EXERCISE DIRECTIONS =
Copy the data below exactly.

Dataset entries
** Begin **
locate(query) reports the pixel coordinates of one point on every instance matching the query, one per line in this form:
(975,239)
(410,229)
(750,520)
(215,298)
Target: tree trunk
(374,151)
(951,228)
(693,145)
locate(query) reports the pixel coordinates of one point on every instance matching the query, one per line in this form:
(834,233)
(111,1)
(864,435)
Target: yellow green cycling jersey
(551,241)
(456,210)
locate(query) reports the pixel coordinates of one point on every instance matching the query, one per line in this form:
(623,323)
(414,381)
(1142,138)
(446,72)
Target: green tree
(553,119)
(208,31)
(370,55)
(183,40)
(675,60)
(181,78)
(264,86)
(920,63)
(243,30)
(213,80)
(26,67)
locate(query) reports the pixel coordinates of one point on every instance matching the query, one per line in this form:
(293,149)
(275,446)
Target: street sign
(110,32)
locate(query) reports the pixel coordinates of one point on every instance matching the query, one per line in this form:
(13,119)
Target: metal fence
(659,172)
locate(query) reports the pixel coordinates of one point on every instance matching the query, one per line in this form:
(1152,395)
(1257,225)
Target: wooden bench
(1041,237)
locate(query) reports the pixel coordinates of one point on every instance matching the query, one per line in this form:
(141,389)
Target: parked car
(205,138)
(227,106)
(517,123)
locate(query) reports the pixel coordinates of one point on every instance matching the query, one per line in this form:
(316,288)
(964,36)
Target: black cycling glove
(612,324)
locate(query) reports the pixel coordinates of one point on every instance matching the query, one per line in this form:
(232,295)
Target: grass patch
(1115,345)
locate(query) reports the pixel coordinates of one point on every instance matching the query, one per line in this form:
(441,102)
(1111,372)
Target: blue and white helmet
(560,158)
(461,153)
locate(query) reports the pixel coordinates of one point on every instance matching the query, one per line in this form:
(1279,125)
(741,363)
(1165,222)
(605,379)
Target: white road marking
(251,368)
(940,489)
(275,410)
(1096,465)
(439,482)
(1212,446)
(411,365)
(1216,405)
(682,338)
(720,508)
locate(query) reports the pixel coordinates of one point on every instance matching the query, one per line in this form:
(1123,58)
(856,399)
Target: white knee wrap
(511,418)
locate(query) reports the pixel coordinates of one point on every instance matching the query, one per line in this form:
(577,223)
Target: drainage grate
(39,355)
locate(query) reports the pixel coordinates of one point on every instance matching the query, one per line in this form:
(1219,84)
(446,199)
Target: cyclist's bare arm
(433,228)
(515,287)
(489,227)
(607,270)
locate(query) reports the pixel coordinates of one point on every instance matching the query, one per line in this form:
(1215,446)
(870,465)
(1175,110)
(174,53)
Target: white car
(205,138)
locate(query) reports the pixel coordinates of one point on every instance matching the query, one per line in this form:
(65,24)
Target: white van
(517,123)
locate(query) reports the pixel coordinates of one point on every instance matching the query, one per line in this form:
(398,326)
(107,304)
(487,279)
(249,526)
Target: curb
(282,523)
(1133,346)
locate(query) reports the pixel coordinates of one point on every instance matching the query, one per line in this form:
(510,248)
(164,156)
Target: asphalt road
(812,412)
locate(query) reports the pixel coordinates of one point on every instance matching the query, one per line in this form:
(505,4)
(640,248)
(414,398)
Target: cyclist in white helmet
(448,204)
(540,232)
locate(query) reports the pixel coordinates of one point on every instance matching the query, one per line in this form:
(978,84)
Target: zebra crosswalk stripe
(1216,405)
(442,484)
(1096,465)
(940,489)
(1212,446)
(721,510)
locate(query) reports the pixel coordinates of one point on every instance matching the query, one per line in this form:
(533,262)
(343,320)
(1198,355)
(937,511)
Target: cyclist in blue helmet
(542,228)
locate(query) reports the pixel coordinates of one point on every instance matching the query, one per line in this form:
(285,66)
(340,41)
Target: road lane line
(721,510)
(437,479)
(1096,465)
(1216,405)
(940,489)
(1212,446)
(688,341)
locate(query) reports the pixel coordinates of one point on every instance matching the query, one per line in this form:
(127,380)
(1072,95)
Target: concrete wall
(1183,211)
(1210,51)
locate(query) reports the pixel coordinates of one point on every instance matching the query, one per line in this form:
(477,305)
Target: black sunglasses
** End **
SOLUTION TO THIS PROBLEM =
locate(query) reports the pixel coordinates of one point on every instance matching the query, one per line in this form:
(975,239)
(410,229)
(750,520)
(215,298)
Target: tree trunk
(374,151)
(951,228)
(693,145)
locate(query) reports the pixel coordinates of one point on every instance matching the query, one per line in this form:
(834,233)
(111,1)
(864,435)
Target: yellow green cycling jersey
(551,241)
(456,210)
locate(query) reports the pixel coordinates of one point on every instance matching the query, one per line in this form:
(623,323)
(414,381)
(1142,138)
(446,72)
Target: green tree
(553,119)
(208,31)
(370,55)
(183,40)
(675,60)
(181,78)
(264,86)
(920,63)
(243,30)
(213,80)
(26,67)
locate(query) reports the pixel coordinates of one point on every instance matching the query, one per line in this form:
(293,149)
(275,446)
Target: street sign
(110,32)
locate(query) reports the pixel coordinates of one point on every instance matching the query, one per line in this form:
(13,119)
Target: metal fence
(659,172)
locate(query) reports the pixel coordinates of one point on every instance matching the query, one per line in this form:
(1152,395)
(1257,225)
Target: wooden bench
(1041,237)
locate(query) reports the pixel coordinates of one point on every instance matching the query, one per line in this form:
(141,389)
Target: parked car
(205,138)
(227,106)
(517,123)
locate(query) reports the pixel coordinates of one point on every instance matching the query, one per line in this form:
(316,288)
(964,36)
Target: black cycling glove
(612,324)
locate(query) reports the pixel coordinates of one point on every instance matching the query, one per line in this form:
(232,295)
Target: grass patch
(1115,345)
locate(query) reports the pixel coordinates of one point on every instance matching the query, one per line in this form:
(441,102)
(1111,372)
Target: blue and white helmet
(560,158)
(461,153)
locate(query) reports the pixel coordinates of one point on every instance matching the query, one per line in this form:
(1279,125)
(741,363)
(1165,222)
(605,379)
Target: white road marking
(251,368)
(940,489)
(275,410)
(1096,465)
(439,482)
(1212,446)
(411,365)
(1216,405)
(682,338)
(720,508)
locate(query) reports the pixel coordinates of one point on every instance matching the query, one per line in this form:
(1123,58)
(856,399)
Target: white knee wrap
(511,418)
locate(query) reports the pixel coordinates of one point on every instance matching the query, one per line in this form:
(577,223)
Target: drainage grate
(39,355)
locate(query) reports the pixel coordinates of one point on every instance matching the query, one per line in this form:
(1219,84)
(446,199)
Target: cyclist's bare arm
(433,228)
(515,287)
(489,227)
(607,270)
locate(query) reports the pixel coordinates of one point on every instance matching the query, one per line in this form:
(1215,446)
(870,465)
(1175,110)
(174,53)
Target: white car
(205,138)
locate(query) reports the pixel coordinates of one point on every instance matching the query, one per line in this form:
(65,24)
Target: white van
(517,123)
locate(query) reports the pixel coordinates of one point on every instance matching the query, one per line in this form:
(398,326)
(107,304)
(487,279)
(249,526)
Target: curb
(282,523)
(1133,346)
locate(query) reports the pixel coordinates of one point on every instance matching the query, one per line in this form:
(510,248)
(164,156)
Target: asphalt road
(812,412)
locate(query) reports the pixel coordinates of one point on every instance matching the query, one per line in this form:
(505,4)
(640,248)
(414,398)
Target: cyclist in white helmet
(448,204)
(540,232)
locate(query) reports the pixel coordinates of one point on every instance matching the query, one per line in this form:
(978,84)
Target: zebra crosswalk stripe
(1216,405)
(442,484)
(1096,465)
(940,489)
(1212,446)
(721,510)
locate(query) reports the pixel coordinates of one point on every instance matching the query, one per line in this form:
(533,262)
(343,320)
(1198,355)
(937,511)
Target: cyclist in blue helmet
(542,228)
locate(query) reports the pixel coordinates of one point on every instance matching the query, one per line in this form:
(285,66)
(340,41)
Target: road lane line
(721,510)
(437,479)
(1096,465)
(1216,405)
(940,489)
(1212,446)
(688,341)
locate(query) reports the pixel coordinates of one point on every instance matching the query, one per line in this form:
(127,380)
(1072,95)
Target: concrete wall
(1183,211)
(1210,51)
locate(query) reports the pixel coordinates of one point on every instance matching the query, one per line in this form:
(477,305)
Target: black sunglasses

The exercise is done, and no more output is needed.